== Data to use
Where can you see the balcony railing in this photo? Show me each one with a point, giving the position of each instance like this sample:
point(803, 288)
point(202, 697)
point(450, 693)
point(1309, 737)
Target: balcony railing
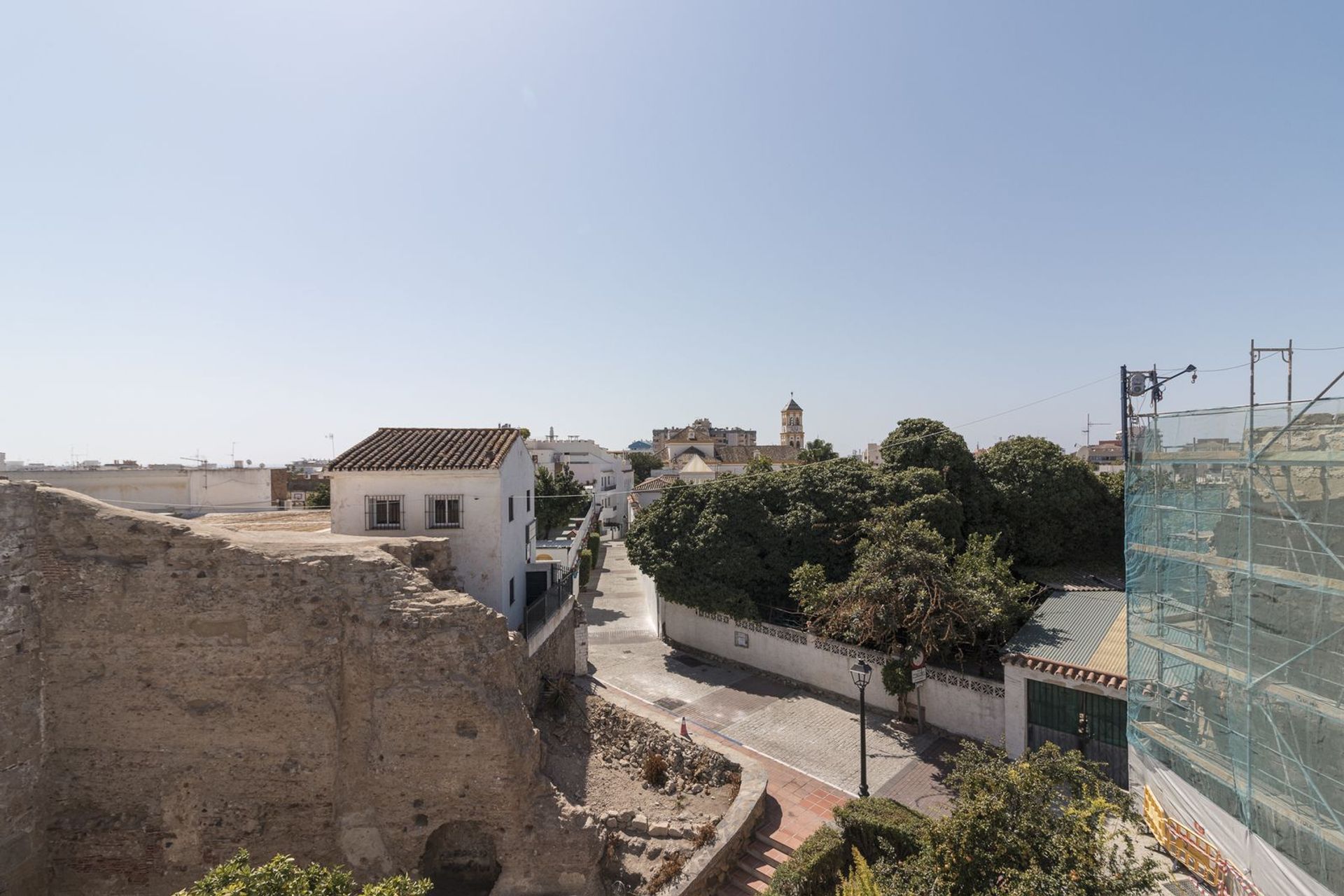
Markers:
point(546, 605)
====
[What to produce]
Drop the images and quote the entries word for word.

[In response]
Where can you see the balcony railing in this photo? Show me each one with a point, giving the position of each instance like this sample:
point(803, 288)
point(202, 697)
point(450, 693)
point(1309, 737)
Target: balcony railing
Markers:
point(546, 605)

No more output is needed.